▸ **Short exercise 1**
In the forum post about query performance with a shadow table, why did the author create a smaller separate table? Answer in one to three sentences.
▸ **Short exercise 2**
Print the passage of the forum post about query performance with a shadow table that runs from "Here is an example" up to and including "(cost=113190.65..113190.65 rows=409600 width=8)".
▸ **Short exercise 3**
Write what follows the last line of the forum post about query performance with a shadow table.

▸ **Text shown**
Обсуждение: Query performance help with 'shadow table' approach.

Поиск

Список

Период

Сортировка

Query performance help with 'shadow table' approach.

От

Brian Fehrle

Дата:

13 сентября 2011 г., 19:10:36

Hi all,
     I've got a large table that has 15 million + rows in it, and a set
of queries I've been trying to speed up. The table has a primary key
column, and a couple hundred other columns.

These queries basically do a 'select max(primary_key_column) from table
group by column1, column2." Because of the group by, we would result in
a sequential scan of the entire table which proves to be costly.

Since the table has a ton of columns, I set up a smaller table that will
house a copy of some of the data that the query uses, the Primary Key
colum, and the two columns I do my 'group by' on. My application is
smart enough to update this 'shadow' table whenever the main table is
updated, so it will accurately mirror the other table. This shadow table
will also only contain one row for every column1 and column2 combination
(due to the group by), and for those rows, will have the max of the
primary key. Even with this, the 'shadow' table will have about 14
million rows, compared to the 15 million in the main table.

Here is an example query that I'm working with:
postgres=# explain select T2.pkey_sid, T2.column54, T2.column44.
T2.column67 FROM
public.mytable AS T2
JOIN public.mytable_shadow AS T3
         ON (T2.pkey_sid = T3.pkey_sid)
WHERE T3.column1 >= 1072310434 AND T3.column1 <= 1074124834;
                                               QUERY PLAN
-------------------------------------------------------------------------------------------------------
  Hash Join  (cost=118310.65..2250928.27 rows=409600 width=8)
    Hash Cond: (t2.pkey_sid = t3.pkey_sid)
    ->  Seq Scan on mytable t2  (cost=0.00..2075725.51 rows=15394251
width=8)
    ->  Hash  (cost=113190.65..113190.65 rows=409600 width=8)
          ->  Bitmap Heap Scan on mytable_shadow t3
(cost=12473.65..113190.65 rows=409600 width=8)
                Recheck Cond: ((1072310434 <= column1) AND (column1 <=
1074124834))
                ->  Bitmap Index Scan on mytable_shadow_pkey
(cost=0.00..12371.25 rows=409600 width=0)
                      Index Cond: ((1072310434 <= column1) AND (column1
<= 1074124834))
(8 rows)

▸ **Record excerpts**
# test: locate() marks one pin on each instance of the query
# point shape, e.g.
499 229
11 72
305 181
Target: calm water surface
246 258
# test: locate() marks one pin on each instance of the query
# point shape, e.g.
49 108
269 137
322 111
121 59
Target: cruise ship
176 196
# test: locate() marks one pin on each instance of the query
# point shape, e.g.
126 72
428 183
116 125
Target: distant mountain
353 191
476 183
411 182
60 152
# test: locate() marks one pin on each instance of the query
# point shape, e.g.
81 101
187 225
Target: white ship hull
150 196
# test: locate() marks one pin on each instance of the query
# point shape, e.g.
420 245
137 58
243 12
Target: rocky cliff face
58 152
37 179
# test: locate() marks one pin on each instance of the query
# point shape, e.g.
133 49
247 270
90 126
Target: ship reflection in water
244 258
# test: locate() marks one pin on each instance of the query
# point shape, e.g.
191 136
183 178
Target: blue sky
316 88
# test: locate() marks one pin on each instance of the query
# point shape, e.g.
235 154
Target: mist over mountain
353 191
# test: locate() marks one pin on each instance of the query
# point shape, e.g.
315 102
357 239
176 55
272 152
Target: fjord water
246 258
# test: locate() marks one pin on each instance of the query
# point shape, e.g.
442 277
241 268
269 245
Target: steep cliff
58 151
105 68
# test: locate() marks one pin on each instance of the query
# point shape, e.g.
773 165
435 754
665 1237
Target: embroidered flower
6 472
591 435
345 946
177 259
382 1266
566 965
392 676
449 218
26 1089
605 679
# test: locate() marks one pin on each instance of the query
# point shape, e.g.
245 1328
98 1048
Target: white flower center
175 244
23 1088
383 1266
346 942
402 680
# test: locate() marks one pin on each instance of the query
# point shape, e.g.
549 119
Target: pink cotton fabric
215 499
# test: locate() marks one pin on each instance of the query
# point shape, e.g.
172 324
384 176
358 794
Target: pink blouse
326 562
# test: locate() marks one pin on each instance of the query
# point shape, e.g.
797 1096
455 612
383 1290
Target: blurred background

▸ **Exercise answer 1**
The main table has a ton of columns, a couple hundred besides the primary key. The author therefore built a smaller table that holds only the primary key column and the two columns used in the group by.

▸ **Exercise answer 2**
Here is an example query that I'm working with:
postgres=# explain select T2.pkey_sid, T2.column54, T2.column44.
T2.column67 FROM
public.mytable AS T2
JOIN public.mytable_shadow AS T3
         ON (T2.pkey_sid = T3.pkey_sid)
WHERE T3.column1 >= 1072310434 AND T3.column1 <= 1074124834;
                                               QUERY PLAN
-------------------------------------------------------------------------------------------------------
  Hash Join  (cost=118310.65..2250928.27 rows=409600 width=8)
    Hash Cond: (t2.pkey_sid = t3.pkey_sid)
    ->  Seq Scan on mytable t2  (cost=0.00..2075725.51 rows=15394251
width=8)
    ->  Hash  (cost=113190.65..113190.65 rows=409600 width=8)

▸ **Exercise answer 3**
So the issue here comes in retrieving the needed data from my main
table. The resulting rows is estimated to be 409,600, and the retrieving
of the primary key's that are associated with those rows is actually
really easy. However, when we take those 409,600 rows back to the main
table to retrieve the other columns I need, the planner is just doing a
sequential scan as it's most likely going to be faster than hitting the
index then retrieving the columns I need for all 400K+ rows.

Things to note:
1. If I reduce my where clause's range, then the sequential scan turns
into an index scan, but sadly this can't always be done.
2. I have appropriate indexes where they need to be. The issue is in the
query planner not using them due to it (i assume) just being faster to
scan the whole table when the data set it needs is as large as it is.
3. Without this shadow table, my query would look _something_ like this
(The idea being, retrieve a certain set of columns from the rows with
the max(primary key) based on my group by):
select pkey_sid, column54, column44, column47\\67 from public.mytable
where pkey_sid in (select max(pkey_sid) from public.mytable group by
column1, column2);


So I need to see how I can speed this up. Is my approach misguided, or
are there other ways I can go about it? Any thoughts, suggestions, or
info would be greatly appreciated. And I tried to explain it all easily,
if I can be more clear let me know.

Thanks,
- Brian F

Re: Query performance help with 'shadow table' approach.

От

Ondrej Ivanič

Дата:

13 сентября 2011 г., 19:46:54

Hi,

On 14 September 2011 07:44, Brian Fehrle <brianf@consistentstate.com> wrote:
> 2. I have appropriate indexes where they need to be. The issue is in the
> query planner not using them due to it (i assume) just being faster to scan
> the whole table when the data set it needs is as large as it is.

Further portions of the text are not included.